───── Source data ─────

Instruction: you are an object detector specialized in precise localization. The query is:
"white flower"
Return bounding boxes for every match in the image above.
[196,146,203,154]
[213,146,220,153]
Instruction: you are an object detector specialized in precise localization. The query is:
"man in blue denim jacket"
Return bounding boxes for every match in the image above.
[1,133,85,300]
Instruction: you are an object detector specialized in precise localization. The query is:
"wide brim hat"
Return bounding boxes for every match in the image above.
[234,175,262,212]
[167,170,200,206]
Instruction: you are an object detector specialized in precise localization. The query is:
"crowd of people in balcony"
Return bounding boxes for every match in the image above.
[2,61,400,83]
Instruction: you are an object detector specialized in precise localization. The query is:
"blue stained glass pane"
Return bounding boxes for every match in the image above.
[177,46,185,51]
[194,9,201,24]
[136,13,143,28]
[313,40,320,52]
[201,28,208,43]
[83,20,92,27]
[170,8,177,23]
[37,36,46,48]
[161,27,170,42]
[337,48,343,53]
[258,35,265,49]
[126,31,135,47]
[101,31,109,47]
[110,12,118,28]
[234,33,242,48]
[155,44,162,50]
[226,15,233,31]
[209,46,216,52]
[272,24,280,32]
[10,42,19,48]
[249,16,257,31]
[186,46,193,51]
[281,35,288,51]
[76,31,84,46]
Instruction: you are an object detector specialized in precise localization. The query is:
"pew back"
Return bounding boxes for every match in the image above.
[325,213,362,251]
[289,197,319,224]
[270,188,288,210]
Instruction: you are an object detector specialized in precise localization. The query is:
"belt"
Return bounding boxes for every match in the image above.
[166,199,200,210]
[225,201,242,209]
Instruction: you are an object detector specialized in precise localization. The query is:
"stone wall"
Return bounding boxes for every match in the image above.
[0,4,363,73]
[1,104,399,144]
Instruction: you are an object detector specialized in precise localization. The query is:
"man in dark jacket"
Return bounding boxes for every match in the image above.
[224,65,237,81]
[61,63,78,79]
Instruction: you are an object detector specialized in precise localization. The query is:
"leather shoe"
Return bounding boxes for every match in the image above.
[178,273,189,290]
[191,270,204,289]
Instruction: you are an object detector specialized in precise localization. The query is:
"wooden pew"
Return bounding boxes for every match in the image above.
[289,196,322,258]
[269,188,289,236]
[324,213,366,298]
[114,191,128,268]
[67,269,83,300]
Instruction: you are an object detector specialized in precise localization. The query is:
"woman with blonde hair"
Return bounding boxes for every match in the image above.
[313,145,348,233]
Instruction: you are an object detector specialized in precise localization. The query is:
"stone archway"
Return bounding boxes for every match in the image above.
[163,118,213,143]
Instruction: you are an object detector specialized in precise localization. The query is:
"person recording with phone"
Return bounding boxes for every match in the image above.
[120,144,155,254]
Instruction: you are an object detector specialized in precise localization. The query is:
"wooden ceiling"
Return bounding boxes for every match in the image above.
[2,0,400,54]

─────

Exercise objective =>
All records above are to be printed exactly, with nothing omitted.

Solution to the exercise =>
Instruction: you are an object detector specialized in precise localization. The query is:
"white flower"
Return bounding boxes for every match in the image above.
[196,146,203,154]
[213,146,220,153]
Instruction: you are an object detector specialized in precise localization. The query is:
"man in blue denim jacket"
Return bounding boxes for every match in the image above.
[1,133,85,300]
Instruction: you are an object detector specialized in precise localization. The query is:
"wide brim hat"
Return bounding boxes for every match in the image above.
[234,175,262,212]
[167,170,200,206]
Instruction: you are an object detector specialized in precise localization. The query is:
"crowd of people in balcony"
Return bounding boxes for every match in the image above.
[2,61,400,83]
Instruction: you are an object detector specialized in precise localization. The query is:
"blue stained glass pane"
Return bounding boxes for every match in the image above.
[177,46,185,51]
[194,9,201,24]
[136,13,143,28]
[313,40,320,52]
[201,28,208,43]
[83,20,92,27]
[170,8,177,23]
[37,36,46,48]
[161,27,170,42]
[337,48,343,53]
[258,35,265,49]
[126,31,135,47]
[101,31,109,47]
[110,12,118,28]
[234,33,242,48]
[155,44,162,50]
[226,15,233,31]
[209,46,216,52]
[272,24,280,32]
[10,42,19,48]
[249,16,257,31]
[186,46,193,51]
[281,35,288,51]
[76,31,84,46]
Instruction: you are an object detector specialized in precise localization. The query is:
"pew back"
Return bounding boxes for every match in the image above.
[325,213,362,251]
[289,197,319,224]
[270,188,288,210]
Instruction: you are an object detector specialized in precise localization. The query is:
"belt"
Return bounding boxes for every match in the image above.
[166,199,200,210]
[225,201,242,209]
Instruction: you are an object detector specialized in precise localization. The query is:
"stone wall"
Return bounding boxes for every match in the image above.
[0,4,363,73]
[1,104,399,144]
Instruction: you are an object detector specialized in precise localization. The query is:
"man in dark jacket"
Return bounding boxes for every match in the image above.
[224,65,237,81]
[61,63,78,79]
Instruction: you are an object detector specialized in precise localization. The query is:
"leather shoe"
Return bounding boxes for every match in the image above.
[178,273,189,290]
[191,270,204,289]
Instruction: you are an object detector specialized in precise localization. The query is:
"wooden pew"
Return bounding boxes for every match in the image above.
[289,196,322,258]
[269,188,289,236]
[324,213,366,298]
[114,191,128,268]
[67,269,83,300]
Instruction: you are an object detector specialized in precise localization. The query is:
"woman with blonde hair"
Return bounding boxes for every match in the image above.
[313,145,348,233]
Instruction: you are an object detector specialized in precise localization. The query is:
"stone archway"
Return bounding boxes for every match in the image above.
[163,118,213,143]
Instruction: you are an object detector specialized in precise localization. The query is:
"person recording with phone"
Return bounding boxes for every match in the image above.
[120,144,155,254]
Instruction: you are an object detector specialized in precise localization. The query is:
"wooden ceiling"
Return bounding boxes for every match in the image above.
[2,0,400,54]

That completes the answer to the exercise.